PASSAGE -
::::::::

After graduating from high school in 1956, Smith remained with The Enchanters for six years, scoring a brief tour with Tiny Bradshaw and a one-time shot at standing in for the recently-dissolved Charms, recording a single at King Records under their name. At one point, his group won a talent contest on a local television program, receiving a Longines-Wittnauer watch for their efforts.

"Four guys, one watch," says Smith with a laugh. "We sold the watch and split the money."

After the end of The Enchanters, Smith started a new band and began working at Castle Farms, the storied local club. Fraternity Records exec Carl Edmondson saw Smith and, drawn to his sound, offered him a label session which resulted in his Fraternity debut, "Deep In My Heart." Unfortunately for Smith, the same session also produced "Memphis" by Lonnie Mack, and the label directed their resources at that surprise hit.

"My thing was overshadowed by 'Memphis'; they put all the promotion behind that," says Smith. "As a businessman, I would have done the same thing. That's what everybody wanted. It was the right thing to do."

::::::::

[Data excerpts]

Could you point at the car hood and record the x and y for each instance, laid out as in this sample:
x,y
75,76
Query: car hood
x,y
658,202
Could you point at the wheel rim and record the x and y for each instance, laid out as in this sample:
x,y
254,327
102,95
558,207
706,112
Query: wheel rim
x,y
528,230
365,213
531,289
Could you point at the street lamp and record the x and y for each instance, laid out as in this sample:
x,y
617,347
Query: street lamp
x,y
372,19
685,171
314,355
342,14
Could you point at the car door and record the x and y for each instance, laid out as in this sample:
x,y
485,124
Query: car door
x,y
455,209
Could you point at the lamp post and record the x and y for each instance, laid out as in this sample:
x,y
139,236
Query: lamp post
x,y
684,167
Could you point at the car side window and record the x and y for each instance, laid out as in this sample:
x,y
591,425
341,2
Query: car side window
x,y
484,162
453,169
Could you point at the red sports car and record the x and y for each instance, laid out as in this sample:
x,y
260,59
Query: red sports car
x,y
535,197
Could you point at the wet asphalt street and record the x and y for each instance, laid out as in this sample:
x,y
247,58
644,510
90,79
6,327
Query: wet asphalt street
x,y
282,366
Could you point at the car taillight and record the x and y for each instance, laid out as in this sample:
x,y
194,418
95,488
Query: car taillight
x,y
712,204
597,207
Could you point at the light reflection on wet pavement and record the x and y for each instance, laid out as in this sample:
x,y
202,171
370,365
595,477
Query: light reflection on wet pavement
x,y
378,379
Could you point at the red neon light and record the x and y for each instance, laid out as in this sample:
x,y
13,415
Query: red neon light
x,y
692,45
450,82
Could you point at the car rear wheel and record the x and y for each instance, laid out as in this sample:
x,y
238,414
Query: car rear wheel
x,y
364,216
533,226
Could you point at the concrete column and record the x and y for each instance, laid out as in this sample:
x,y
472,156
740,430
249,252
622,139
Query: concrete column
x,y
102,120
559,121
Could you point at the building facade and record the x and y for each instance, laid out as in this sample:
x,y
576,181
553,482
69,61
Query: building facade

::::::::

COMPLETE THE FOLLOWING -
a: Substitute "singing competition" for "talent contest" in the passage about Smith's early career, and give the part starting with "After graduating from" and going on through "for their efforts." again.
b: Resume the passage about Smith's early career from the point where it stops.

ANSWERS BY ITEM NUMBER -
a:
After graduating from high school in 1956, Smith remained with The Enchanters for six years, scoring a brief tour with Tiny Bradshaw and a one-time shot at standing in for the recently-dissolved Charms, recording a single at King Records under their name. At one point, his group won a singing competition on a local television program, receiving a Longines-Wittnauer watch for their efforts.

b:
After a string of only moderately successful singles, Smith moved into a different role at Fraternity, as a writer, arranger and producer for acts like The Charmaines, The Casinos and The Dolphins, who had a Billboard hit with "Hey-Da-Da-Dow." Smith continued to sing and play guitar, which he did because he couldn't afford to pay session musicians to record his songs.

After gaining some exposure through leased tracks to Chess and RCA, Smith started his own Goldspot label and recorded "Lord, What's Happened?" in 1971 in an attempt to capitalize on the so-called "Jesus Rock" movement. The owners of General American Records (GAR) in Chicago liked the track and picked it up for reissue in 1972, and eventually named Smith their director of publishing. GAR had an even bigger proposition for Smith.

"They said, 'How would you like to be the TV host of a dance show similar to Soul Train?' " recalls Smith. "I said, 'Is the Pope Catholic? Yeah!' How many people get that opportunity? It was all over the country."

The nationally syndicated show, Soul Street, appeared in 36 markets but lasted just 10 episodes. Money and production troubles as well as bad business decisions cut it short, forcing Smith back to his recording activities. He continued to release singles and work weekend gigs into the '70s but the dwindling of clubs hiring Soul and Funk bands, the rise of Disco and the proliferation of cheaper DJ talent effectively ended his live career.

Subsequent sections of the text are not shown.